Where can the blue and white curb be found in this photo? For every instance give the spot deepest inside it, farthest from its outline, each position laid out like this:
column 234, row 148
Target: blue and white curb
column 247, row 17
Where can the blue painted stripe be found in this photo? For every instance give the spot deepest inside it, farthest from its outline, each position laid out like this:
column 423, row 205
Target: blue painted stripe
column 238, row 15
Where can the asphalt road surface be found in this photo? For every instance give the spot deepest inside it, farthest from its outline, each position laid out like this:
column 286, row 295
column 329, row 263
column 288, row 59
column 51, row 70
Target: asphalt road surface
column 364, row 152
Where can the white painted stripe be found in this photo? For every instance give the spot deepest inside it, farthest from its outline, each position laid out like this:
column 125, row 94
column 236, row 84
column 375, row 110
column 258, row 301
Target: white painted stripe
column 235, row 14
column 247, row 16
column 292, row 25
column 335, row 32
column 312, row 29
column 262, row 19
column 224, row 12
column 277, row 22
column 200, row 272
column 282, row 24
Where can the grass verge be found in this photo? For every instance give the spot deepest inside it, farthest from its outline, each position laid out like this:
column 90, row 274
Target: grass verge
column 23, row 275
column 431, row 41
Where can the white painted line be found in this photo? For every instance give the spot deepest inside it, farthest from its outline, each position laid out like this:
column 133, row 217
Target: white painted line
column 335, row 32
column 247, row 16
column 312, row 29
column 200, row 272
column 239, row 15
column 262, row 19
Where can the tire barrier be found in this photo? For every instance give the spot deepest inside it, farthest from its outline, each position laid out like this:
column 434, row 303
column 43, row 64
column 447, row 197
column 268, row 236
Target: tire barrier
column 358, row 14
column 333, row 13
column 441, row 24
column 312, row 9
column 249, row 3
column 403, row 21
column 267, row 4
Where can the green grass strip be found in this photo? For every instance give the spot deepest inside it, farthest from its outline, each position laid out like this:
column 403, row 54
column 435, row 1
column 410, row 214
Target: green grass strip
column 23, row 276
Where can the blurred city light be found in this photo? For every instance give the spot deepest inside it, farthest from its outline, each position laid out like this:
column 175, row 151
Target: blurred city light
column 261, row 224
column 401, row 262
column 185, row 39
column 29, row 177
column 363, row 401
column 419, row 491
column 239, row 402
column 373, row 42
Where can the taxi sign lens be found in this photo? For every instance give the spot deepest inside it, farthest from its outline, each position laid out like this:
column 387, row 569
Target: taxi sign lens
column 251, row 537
☆ ☆ ☆
## What the exercise asks:
Rewrite the entries from their first line through the line with "column 282, row 24", putting "painted band" wherever "painted stripe" appears and keeping all else unchanged.

## Right answer:
Where can the blue and white curb be found in this photo? For every instance give the spot deepest inside it, farthest from its outline, each position laid out like this:
column 234, row 148
Target: blue and white curb
column 247, row 17
Where can the blue painted band be found in this photo? For every instance give the spot deepest inside it, farthest from its outline, each position laid out like this:
column 423, row 205
Target: blue painted band
column 238, row 15
Where can the asphalt road surface be found in this photo? For every instance give the spot deepest inside it, farthest from its outline, each position laid out like this:
column 286, row 295
column 329, row 263
column 288, row 59
column 51, row 70
Target: asphalt road surface
column 364, row 152
Where can the white painted band be found in this photo? For every instance give the spot deepest inside it, farthest from its outline, each position laid out like this:
column 125, row 94
column 236, row 84
column 375, row 110
column 258, row 301
Target: white painted band
column 235, row 14
column 247, row 16
column 292, row 25
column 335, row 32
column 312, row 29
column 262, row 19
column 224, row 12
column 277, row 22
column 200, row 272
column 282, row 24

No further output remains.